▸ **Task details**: Reproduce the data below, switching each "innermost point" to "central point" and leaving everything else untouched.

Stored items
-----

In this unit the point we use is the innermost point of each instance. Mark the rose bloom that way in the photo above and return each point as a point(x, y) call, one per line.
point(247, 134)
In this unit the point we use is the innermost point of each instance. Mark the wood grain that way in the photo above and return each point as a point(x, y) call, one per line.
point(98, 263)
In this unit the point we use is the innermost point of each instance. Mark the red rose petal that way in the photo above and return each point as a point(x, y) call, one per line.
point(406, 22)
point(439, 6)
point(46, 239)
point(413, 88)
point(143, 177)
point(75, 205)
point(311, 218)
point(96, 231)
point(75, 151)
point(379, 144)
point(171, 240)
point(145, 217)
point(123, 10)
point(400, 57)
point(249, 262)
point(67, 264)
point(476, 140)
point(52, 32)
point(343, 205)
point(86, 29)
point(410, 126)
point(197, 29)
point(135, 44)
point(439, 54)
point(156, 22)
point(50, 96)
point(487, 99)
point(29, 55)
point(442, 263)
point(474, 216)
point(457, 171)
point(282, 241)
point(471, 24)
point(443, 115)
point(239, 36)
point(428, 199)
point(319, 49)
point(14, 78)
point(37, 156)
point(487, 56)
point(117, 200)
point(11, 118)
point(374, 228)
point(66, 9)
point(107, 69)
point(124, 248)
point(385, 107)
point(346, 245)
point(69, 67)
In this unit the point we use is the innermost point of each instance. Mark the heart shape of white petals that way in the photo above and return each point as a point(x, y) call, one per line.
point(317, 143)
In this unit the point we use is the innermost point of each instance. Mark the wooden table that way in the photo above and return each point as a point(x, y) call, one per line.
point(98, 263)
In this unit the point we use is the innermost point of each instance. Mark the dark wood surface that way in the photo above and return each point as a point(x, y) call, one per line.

-----

▸ **Solution to the problem**:
In this unit the point we use is the central point of each instance. Mark the rose bloom that way in the photo above and return each point as a point(x, y) call, one per line.
point(247, 134)
In this unit the point we use is the central point of each instance. Mark the wood grain that way in the photo above and return each point as a point(x, y) call, one per line.
point(98, 263)
In this unit the point we use is the central point of each instance. Mark the red rose petal that way in the photo above and return each point as a point(x, y) call, one per line.
point(406, 22)
point(439, 6)
point(46, 239)
point(413, 88)
point(143, 177)
point(75, 205)
point(311, 218)
point(96, 231)
point(75, 151)
point(379, 144)
point(171, 240)
point(145, 217)
point(123, 10)
point(400, 57)
point(249, 262)
point(67, 264)
point(476, 140)
point(52, 32)
point(343, 205)
point(86, 29)
point(410, 126)
point(197, 29)
point(135, 44)
point(439, 54)
point(156, 22)
point(50, 96)
point(487, 99)
point(29, 55)
point(442, 263)
point(474, 216)
point(457, 171)
point(282, 241)
point(471, 24)
point(443, 115)
point(239, 36)
point(428, 199)
point(319, 49)
point(14, 78)
point(37, 156)
point(487, 56)
point(117, 200)
point(11, 118)
point(374, 228)
point(66, 9)
point(107, 69)
point(124, 248)
point(385, 107)
point(346, 245)
point(69, 67)
In this unit the point we use is the central point of each instance. Mark the heart shape of white petals that way in the photo above and return each point as a point(x, y) call, one per line.
point(317, 143)
In this unit the point we use is the central point of each instance. Mark the wooden table that way in the photo above and return each point as a point(x, y) call, one per line.
point(98, 263)
In this unit the point we use is the central point of each instance. Mark the dark wood surface that way in the photo above and return each point as a point(x, y) call, one per line.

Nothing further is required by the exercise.